**CHALLENGE**
Convert the lines running from the one containing "like [518, 717]." through the last line of the items into a numbered list, leaving out any blank lines. Include only these lines.

**Dataset items**
++++++++++

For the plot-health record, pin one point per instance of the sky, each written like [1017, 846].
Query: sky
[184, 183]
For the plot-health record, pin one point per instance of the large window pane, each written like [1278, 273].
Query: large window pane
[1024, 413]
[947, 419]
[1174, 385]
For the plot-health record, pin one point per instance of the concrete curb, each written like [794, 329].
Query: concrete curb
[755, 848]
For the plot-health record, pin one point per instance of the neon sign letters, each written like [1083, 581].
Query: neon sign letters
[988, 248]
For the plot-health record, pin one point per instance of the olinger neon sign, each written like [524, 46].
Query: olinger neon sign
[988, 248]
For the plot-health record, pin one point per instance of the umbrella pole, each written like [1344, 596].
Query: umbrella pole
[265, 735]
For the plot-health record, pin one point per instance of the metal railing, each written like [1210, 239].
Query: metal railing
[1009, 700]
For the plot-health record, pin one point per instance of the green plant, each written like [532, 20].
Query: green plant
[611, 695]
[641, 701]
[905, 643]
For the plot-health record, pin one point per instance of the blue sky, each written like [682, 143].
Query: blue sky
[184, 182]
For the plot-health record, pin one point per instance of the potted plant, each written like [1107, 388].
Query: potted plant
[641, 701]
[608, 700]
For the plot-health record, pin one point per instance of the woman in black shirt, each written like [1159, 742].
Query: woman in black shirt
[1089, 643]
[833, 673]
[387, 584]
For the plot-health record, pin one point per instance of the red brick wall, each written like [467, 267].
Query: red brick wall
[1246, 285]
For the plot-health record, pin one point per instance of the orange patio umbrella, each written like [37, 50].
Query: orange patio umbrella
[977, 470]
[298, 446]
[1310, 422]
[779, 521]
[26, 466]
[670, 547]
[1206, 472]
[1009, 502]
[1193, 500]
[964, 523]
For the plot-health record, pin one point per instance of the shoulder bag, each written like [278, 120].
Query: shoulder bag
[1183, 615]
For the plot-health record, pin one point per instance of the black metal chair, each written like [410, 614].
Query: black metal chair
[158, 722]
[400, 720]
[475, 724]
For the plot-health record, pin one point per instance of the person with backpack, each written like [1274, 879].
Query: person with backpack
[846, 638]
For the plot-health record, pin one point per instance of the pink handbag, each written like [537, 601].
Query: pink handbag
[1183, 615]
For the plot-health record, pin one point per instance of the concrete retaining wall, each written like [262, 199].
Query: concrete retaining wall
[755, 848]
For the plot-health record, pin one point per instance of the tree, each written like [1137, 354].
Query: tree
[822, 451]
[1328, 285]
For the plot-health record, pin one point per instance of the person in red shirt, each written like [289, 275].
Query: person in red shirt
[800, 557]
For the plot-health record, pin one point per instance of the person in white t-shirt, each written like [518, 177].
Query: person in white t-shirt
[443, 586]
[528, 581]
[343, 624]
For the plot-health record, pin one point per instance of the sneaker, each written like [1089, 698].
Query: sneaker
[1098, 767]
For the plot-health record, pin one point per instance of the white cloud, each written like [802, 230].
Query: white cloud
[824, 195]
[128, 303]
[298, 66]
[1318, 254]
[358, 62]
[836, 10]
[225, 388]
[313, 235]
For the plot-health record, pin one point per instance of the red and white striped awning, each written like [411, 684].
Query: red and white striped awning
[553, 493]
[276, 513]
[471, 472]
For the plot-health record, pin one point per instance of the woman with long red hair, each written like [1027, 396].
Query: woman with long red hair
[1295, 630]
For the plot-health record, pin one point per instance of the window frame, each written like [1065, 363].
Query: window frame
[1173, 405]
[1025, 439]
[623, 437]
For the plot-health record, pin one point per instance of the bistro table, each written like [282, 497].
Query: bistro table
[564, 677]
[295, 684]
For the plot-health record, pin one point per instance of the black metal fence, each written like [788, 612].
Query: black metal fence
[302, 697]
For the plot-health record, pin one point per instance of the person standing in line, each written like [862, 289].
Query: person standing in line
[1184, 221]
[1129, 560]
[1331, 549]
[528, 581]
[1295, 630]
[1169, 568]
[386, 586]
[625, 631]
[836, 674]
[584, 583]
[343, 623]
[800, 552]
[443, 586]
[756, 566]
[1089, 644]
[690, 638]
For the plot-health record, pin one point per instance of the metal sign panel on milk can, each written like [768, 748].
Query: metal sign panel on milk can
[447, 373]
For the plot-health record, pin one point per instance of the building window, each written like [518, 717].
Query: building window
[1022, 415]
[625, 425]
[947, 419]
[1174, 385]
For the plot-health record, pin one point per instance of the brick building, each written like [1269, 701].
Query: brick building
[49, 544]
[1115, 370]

++++++++++

**RESULT BELOW**
1. For the plot-health record, pin one point per instance of the building window, each written like [518, 717].
2. Query: building window
3. [1022, 415]
4. [625, 425]
5. [947, 419]
6. [1174, 385]
7. For the plot-health record, pin one point per instance of the brick building, each written like [1269, 701].
8. Query: brick building
9. [49, 544]
10. [1115, 370]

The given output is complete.